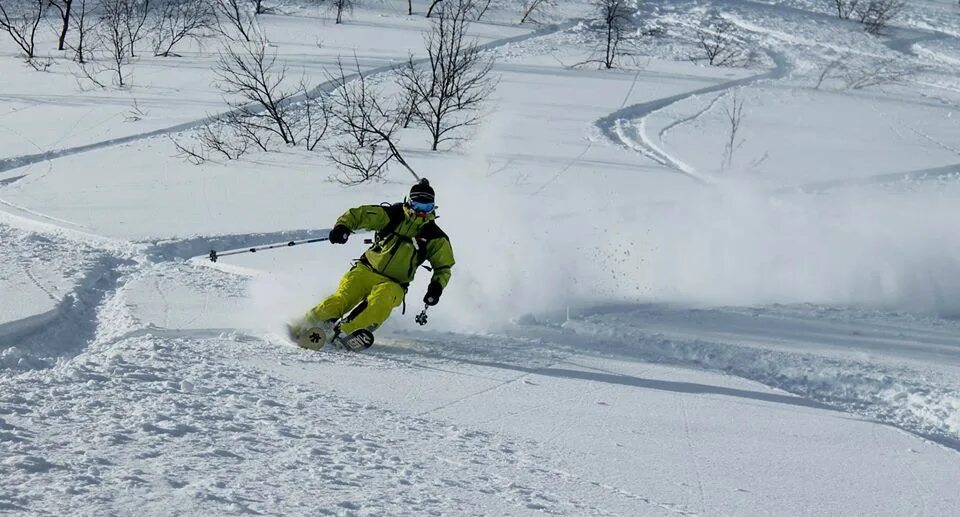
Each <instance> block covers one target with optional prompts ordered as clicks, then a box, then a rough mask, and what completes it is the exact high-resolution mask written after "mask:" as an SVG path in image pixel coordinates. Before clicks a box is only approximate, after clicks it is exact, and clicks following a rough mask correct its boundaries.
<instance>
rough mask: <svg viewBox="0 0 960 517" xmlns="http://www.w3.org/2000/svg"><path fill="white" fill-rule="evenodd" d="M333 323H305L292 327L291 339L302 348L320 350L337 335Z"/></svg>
mask: <svg viewBox="0 0 960 517" xmlns="http://www.w3.org/2000/svg"><path fill="white" fill-rule="evenodd" d="M335 327H336V324H335V322H333V321H304V322H302V323H300V324H298V325H292V326H291V327H290V337H291V338H292V339H293V340H294V341H296V342H297V346H299V347H300V348H306V349H307V350H320V349H321V348H323V345H325V344H327V341H329V340H330V339H331V338H332V337H333V336H334V334H335V332H334V329H335Z"/></svg>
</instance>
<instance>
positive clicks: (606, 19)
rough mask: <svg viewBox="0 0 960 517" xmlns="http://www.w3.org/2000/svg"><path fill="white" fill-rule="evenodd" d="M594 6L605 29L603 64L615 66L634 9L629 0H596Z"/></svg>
mask: <svg viewBox="0 0 960 517" xmlns="http://www.w3.org/2000/svg"><path fill="white" fill-rule="evenodd" d="M593 8H594V9H595V10H596V13H597V15H599V18H600V21H601V24H602V25H601V27H602V30H603V42H604V54H603V66H604V67H606V68H607V69H610V68H613V66H614V63H615V62H616V60H617V57H618V56H619V55H620V50H621V49H620V44H621V43H622V41H623V37H624V34H625V32H626V31H627V30H628V29H629V27H630V26H631V25H632V23H633V19H632V16H633V14H634V13H633V10H632V9H630V8H629V7H628V4H627V0H594V2H593Z"/></svg>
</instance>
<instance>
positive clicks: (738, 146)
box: [722, 90, 744, 169]
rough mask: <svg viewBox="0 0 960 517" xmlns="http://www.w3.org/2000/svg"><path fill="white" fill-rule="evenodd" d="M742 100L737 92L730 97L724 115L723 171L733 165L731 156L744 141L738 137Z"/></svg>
mask: <svg viewBox="0 0 960 517" xmlns="http://www.w3.org/2000/svg"><path fill="white" fill-rule="evenodd" d="M743 103H744V102H743V99H742V98H740V94H739V92H738V91H737V90H734V91H733V94H731V95H730V101H729V103H728V104H727V107H726V109H725V110H724V114H725V115H726V118H727V122H728V126H727V140H726V142H725V143H724V147H723V165H722V168H723V169H729V168H730V166H731V165H732V164H733V154H734V153H735V152H736V151H737V149H739V148H740V146H742V145H743V142H744V140H743V139H741V138H740V137H739V134H740V127H741V125H742V124H743Z"/></svg>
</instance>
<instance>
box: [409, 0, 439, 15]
mask: <svg viewBox="0 0 960 517" xmlns="http://www.w3.org/2000/svg"><path fill="white" fill-rule="evenodd" d="M442 1H443V0H430V7H428V8H427V18H429V17H430V16H432V15H433V10H434V9H436V8H437V6H438V5H440V2H442ZM408 7H410V14H413V6H408Z"/></svg>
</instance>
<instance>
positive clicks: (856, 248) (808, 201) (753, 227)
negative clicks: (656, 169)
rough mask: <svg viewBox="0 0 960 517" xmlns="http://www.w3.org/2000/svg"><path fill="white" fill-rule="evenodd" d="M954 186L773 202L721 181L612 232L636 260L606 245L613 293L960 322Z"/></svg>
mask: <svg viewBox="0 0 960 517" xmlns="http://www.w3.org/2000/svg"><path fill="white" fill-rule="evenodd" d="M958 189H960V185H957V184H944V183H940V182H927V183H926V184H922V183H913V184H911V183H903V184H896V185H868V186H857V187H849V188H836V189H833V190H832V191H825V192H817V193H792V194H778V195H771V194H769V193H768V192H762V191H759V190H757V189H755V188H751V187H748V186H746V185H744V184H742V183H740V182H728V183H724V184H722V185H720V186H719V187H718V188H717V189H712V190H711V191H710V192H707V193H704V194H703V195H700V196H695V197H693V198H691V199H687V200H685V201H684V202H683V203H682V204H679V203H678V204H674V205H670V206H669V207H667V208H665V209H664V208H663V207H659V208H657V209H654V210H646V211H643V210H641V212H640V213H638V215H637V222H636V224H633V225H631V226H629V227H620V228H614V229H612V230H613V231H612V232H611V235H615V236H617V238H616V239H615V241H614V242H619V243H621V244H620V246H627V249H626V250H625V253H627V254H629V256H632V257H635V259H634V260H623V258H622V257H619V258H618V254H617V253H613V251H614V250H616V246H617V245H616V244H615V243H614V242H610V243H607V249H609V250H611V253H609V254H608V256H607V260H606V268H607V269H608V271H609V273H610V276H611V278H609V279H608V282H607V283H606V284H607V288H608V289H611V290H612V291H614V292H615V293H616V294H617V295H619V297H630V296H632V295H633V294H634V293H638V294H640V295H641V298H645V299H647V300H655V301H671V302H684V303H693V304H698V305H744V304H748V305H753V304H767V303H791V302H812V303H828V304H865V305H868V306H880V307H887V308H894V309H902V310H909V311H918V310H919V311H935V312H937V313H939V314H940V315H958V314H960V302H958V300H960V298H958V294H960V243H958V242H957V240H956V221H957V219H958V217H960V206H958V205H957V204H956V201H955V196H956V191H957V190H958ZM643 228H646V231H643V230H642V229H643ZM624 243H629V244H624Z"/></svg>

→ **What is needed**
All the material above must be copied exactly, and no picture belongs in the copy.

→ **Response area**
Each <instance> block covers one target with optional prompts ordered as clicks, then a box, then a rough mask, and what completes it is the exact high-resolution mask written after "mask:" as an SVG path in image pixel coordinates. Before clicks a box is only approximate, after clicks it is exact, and clicks following a rough mask correct its boundaries.
<instance>
rough mask: <svg viewBox="0 0 960 517" xmlns="http://www.w3.org/2000/svg"><path fill="white" fill-rule="evenodd" d="M333 323H305L292 327L291 339L302 348L320 350L337 335Z"/></svg>
mask: <svg viewBox="0 0 960 517" xmlns="http://www.w3.org/2000/svg"><path fill="white" fill-rule="evenodd" d="M335 327H336V324H335V322H333V321H304V322H302V323H300V324H298V325H292V326H291V327H290V337H291V338H292V339H293V340H294V341H296V342H297V346H299V347H300V348H306V349H307V350H320V349H321V348H323V345H325V344H327V341H329V340H330V339H331V338H332V337H333V336H334V334H335V332H334V329H335Z"/></svg>
</instance>
<instance>
positive clicks: (606, 19)
rough mask: <svg viewBox="0 0 960 517" xmlns="http://www.w3.org/2000/svg"><path fill="white" fill-rule="evenodd" d="M594 6L605 29L603 64L615 66L634 9L629 0H596Z"/></svg>
mask: <svg viewBox="0 0 960 517" xmlns="http://www.w3.org/2000/svg"><path fill="white" fill-rule="evenodd" d="M593 8H594V9H595V10H596V13H597V15H599V18H600V21H601V24H602V25H601V27H602V30H603V42H604V54H603V66H604V67H606V68H607V69H610V68H613V66H614V63H615V62H616V60H617V57H618V56H619V55H620V50H621V49H620V44H621V43H622V41H623V37H624V34H625V32H626V31H627V30H628V29H629V27H630V26H631V25H632V23H633V19H632V16H633V14H634V13H633V10H632V9H630V8H629V7H628V4H627V0H594V2H593Z"/></svg>
</instance>
<instance>
positive clicks: (738, 146)
box: [722, 90, 744, 169]
rough mask: <svg viewBox="0 0 960 517" xmlns="http://www.w3.org/2000/svg"><path fill="white" fill-rule="evenodd" d="M742 100L737 92L730 97L724 115L723 171L733 165L731 156L744 141L738 137Z"/></svg>
mask: <svg viewBox="0 0 960 517" xmlns="http://www.w3.org/2000/svg"><path fill="white" fill-rule="evenodd" d="M743 103H744V102H743V99H742V98H740V94H739V92H738V91H737V90H734V91H733V94H731V95H730V101H729V103H728V104H727V107H726V109H725V110H724V114H725V115H726V118H727V122H728V126H727V140H726V142H725V143H724V147H723V165H722V168H723V169H729V168H730V166H731V165H732V164H733V154H734V153H735V152H736V151H737V149H739V148H740V146H742V145H743V142H744V140H743V139H741V138H740V137H739V134H740V127H741V125H742V124H743Z"/></svg>
</instance>
<instance>
box: [409, 0, 439, 15]
mask: <svg viewBox="0 0 960 517" xmlns="http://www.w3.org/2000/svg"><path fill="white" fill-rule="evenodd" d="M442 1H443V0H430V7H428V8H427V18H429V17H430V16H432V15H433V10H434V9H436V8H437V6H438V5H440V2H442ZM408 7H410V14H413V6H408Z"/></svg>
</instance>
<instance>
positive clicks: (856, 248) (808, 201) (753, 227)
negative clicks: (656, 169)
rough mask: <svg viewBox="0 0 960 517" xmlns="http://www.w3.org/2000/svg"><path fill="white" fill-rule="evenodd" d="M954 186L773 202L721 181L612 232L636 260L606 245L613 293L960 322Z"/></svg>
mask: <svg viewBox="0 0 960 517" xmlns="http://www.w3.org/2000/svg"><path fill="white" fill-rule="evenodd" d="M958 189H960V185H957V184H944V183H940V182H927V183H926V184H922V183H913V184H911V183H903V184H896V185H868V186H857V187H849V188H836V189H833V190H832V191H825V192H817V193H792V194H778V195H771V194H769V193H768V192H762V191H759V190H757V189H755V188H751V187H748V186H746V185H744V184H742V183H740V182H728V183H724V184H722V185H720V186H719V187H718V188H717V189H712V190H711V191H710V192H707V193H704V194H703V195H700V196H695V197H693V198H691V199H687V200H685V201H684V202H683V203H682V204H679V203H678V204H674V205H670V206H669V207H667V208H665V209H664V208H663V207H659V208H657V209H654V210H646V211H643V210H641V212H640V213H638V215H637V222H636V224H633V225H631V226H629V227H620V228H614V229H612V230H613V231H612V232H611V235H615V236H617V238H616V239H615V241H614V242H619V243H621V244H620V246H627V249H626V250H625V253H627V254H629V256H632V257H635V259H634V260H623V258H622V257H619V258H618V254H617V253H613V251H614V250H616V246H617V245H616V244H615V243H614V242H610V243H607V249H609V250H611V253H609V254H608V256H607V260H606V268H607V269H608V271H609V273H610V276H611V278H609V279H608V282H607V283H606V284H607V288H608V289H611V290H612V291H614V292H615V293H616V294H617V295H619V297H630V296H632V295H633V294H634V293H638V294H640V295H641V298H645V299H647V300H655V301H671V302H684V303H693V304H698V305H744V304H748V305H753V304H767V303H791V302H812V303H828V304H865V305H868V306H880V307H887V308H894V309H902V310H909V311H918V310H919V311H935V312H937V313H939V314H940V315H958V314H960V302H958V300H960V298H958V294H960V243H958V242H957V240H956V221H957V219H958V217H960V206H958V205H957V204H956V201H955V196H956V191H957V190H958ZM643 228H646V231H643V230H642V229H643ZM624 243H629V244H624Z"/></svg>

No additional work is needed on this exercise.